Our main aims and objectives for early years and child care policies have been to increase the number of places and to ensure that that increase is based on good-quality places. It is no good expanding the number of places if we put more children in settings in which the quality of provision is poor.

We have recognised that many people who work in the early-years sector do a good job and have a good qualification. However, there is not the same semblance of order to qualifications in the early-years sector as in many other vocational areas. Over the past two and a half years, we have sought to bring some semblance of order to early-years qualifications. We want to do that not only for those who work in early years, but for those who use the service. It is especially important to ensure that there are avenues of progression for those with an early-years qualification—it is not a qualification that leads nowhere.

We were keen to bring together early-years education and child care. There is sometimes an academic argument about the difference between the two. However, under-fives probably make no distinction between child care and education. Parents need both and need to fit them in with the rest of their lives.

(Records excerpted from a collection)

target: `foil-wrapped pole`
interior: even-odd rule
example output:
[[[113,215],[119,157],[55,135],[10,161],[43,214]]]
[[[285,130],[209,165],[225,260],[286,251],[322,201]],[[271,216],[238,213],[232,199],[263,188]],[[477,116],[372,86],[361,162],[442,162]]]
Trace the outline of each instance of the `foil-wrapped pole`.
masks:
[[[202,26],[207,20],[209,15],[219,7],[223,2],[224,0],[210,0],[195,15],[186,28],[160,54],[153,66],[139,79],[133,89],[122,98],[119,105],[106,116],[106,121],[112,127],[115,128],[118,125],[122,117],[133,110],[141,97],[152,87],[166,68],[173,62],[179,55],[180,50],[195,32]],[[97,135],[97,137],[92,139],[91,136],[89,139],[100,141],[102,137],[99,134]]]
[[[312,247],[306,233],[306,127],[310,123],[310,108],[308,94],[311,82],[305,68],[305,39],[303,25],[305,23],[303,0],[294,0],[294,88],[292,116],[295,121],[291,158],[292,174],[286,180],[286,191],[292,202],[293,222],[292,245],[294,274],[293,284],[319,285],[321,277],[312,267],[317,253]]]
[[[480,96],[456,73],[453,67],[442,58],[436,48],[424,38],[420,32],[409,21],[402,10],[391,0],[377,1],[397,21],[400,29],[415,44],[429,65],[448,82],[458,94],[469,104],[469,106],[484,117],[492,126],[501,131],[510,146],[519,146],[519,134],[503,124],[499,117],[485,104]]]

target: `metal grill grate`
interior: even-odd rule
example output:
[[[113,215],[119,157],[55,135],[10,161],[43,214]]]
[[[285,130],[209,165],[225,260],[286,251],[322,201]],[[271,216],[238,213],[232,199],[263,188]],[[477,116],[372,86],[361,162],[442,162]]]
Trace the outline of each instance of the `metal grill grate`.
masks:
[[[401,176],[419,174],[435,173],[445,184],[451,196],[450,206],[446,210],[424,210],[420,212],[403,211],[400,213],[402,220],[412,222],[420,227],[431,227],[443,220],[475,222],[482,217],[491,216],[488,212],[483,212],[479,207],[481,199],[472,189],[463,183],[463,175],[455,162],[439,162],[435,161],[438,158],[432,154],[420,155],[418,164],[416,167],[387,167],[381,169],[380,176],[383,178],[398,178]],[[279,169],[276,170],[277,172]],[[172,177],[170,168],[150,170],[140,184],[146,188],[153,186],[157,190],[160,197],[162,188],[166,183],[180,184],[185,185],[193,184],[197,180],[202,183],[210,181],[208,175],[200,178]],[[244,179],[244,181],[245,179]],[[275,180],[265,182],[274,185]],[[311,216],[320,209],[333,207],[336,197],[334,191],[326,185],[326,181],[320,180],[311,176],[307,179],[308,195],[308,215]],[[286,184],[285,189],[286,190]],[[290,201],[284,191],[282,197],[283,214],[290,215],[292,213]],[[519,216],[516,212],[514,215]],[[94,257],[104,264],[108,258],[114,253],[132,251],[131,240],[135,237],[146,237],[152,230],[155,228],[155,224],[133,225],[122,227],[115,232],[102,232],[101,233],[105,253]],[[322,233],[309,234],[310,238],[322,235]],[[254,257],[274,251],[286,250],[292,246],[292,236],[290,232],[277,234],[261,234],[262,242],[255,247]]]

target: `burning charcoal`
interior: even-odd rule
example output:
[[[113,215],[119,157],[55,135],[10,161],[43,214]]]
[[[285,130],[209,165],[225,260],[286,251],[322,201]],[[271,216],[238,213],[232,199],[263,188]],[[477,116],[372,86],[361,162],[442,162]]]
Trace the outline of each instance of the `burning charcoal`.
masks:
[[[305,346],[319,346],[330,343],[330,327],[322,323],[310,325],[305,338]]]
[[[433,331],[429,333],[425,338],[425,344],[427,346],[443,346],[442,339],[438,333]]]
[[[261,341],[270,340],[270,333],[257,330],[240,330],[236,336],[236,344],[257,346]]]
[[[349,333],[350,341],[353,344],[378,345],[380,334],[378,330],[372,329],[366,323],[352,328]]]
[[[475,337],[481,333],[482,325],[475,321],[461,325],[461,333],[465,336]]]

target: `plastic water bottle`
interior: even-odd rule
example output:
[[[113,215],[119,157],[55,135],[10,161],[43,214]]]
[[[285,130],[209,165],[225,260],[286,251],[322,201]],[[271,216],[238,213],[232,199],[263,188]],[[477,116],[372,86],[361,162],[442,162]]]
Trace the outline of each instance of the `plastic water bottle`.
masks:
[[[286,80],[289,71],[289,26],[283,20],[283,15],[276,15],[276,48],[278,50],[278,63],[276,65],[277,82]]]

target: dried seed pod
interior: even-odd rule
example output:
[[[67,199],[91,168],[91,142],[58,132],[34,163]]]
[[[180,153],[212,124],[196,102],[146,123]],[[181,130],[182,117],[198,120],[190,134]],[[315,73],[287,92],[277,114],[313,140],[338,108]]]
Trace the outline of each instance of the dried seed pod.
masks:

→ Written task 1
Condense the paragraph of the early-years policy text that begins "We have recognised that many people" into a shorter version that retains its main facts.
→ Written task 2
Give a continuation of the early-years policy text, starting after its final sentence about parents needing both child care and education.

→ Expected output 1
Many early-years workers do good work and hold good qualifications, but early-years qualifications lack the order found in many other vocational areas. For the past two and a half years, the aim has been to bring order to them, for the benefit of both the workers and the people who use the service. Above all, the qualification should offer avenues of progression rather than lead nowhere.

→ Expected output 2
After two and a half years, how can we judge whether we have made progress on those objectives? We are pleased to say that one of the first pledges that was fully delivered was to provide a part-time place for all four-year-olds who wanted one. I want to pay tribute now and in many other comments to the early-years development and child care partnerships, which brought that about. It was difficult in the first year to move from a system of early-years provision that was based on competition to one that was based on co-operation. The same providers who had been competing for children because children meant money were asked a short time later to work together to plan places across an area. Different partnerships succeeded at different rates and at different levels and some did better than others in the first year. However, I am grateful that all but two produced a partnership plan that we could approve in the first year. That made it possible for our four-year-olds to have places.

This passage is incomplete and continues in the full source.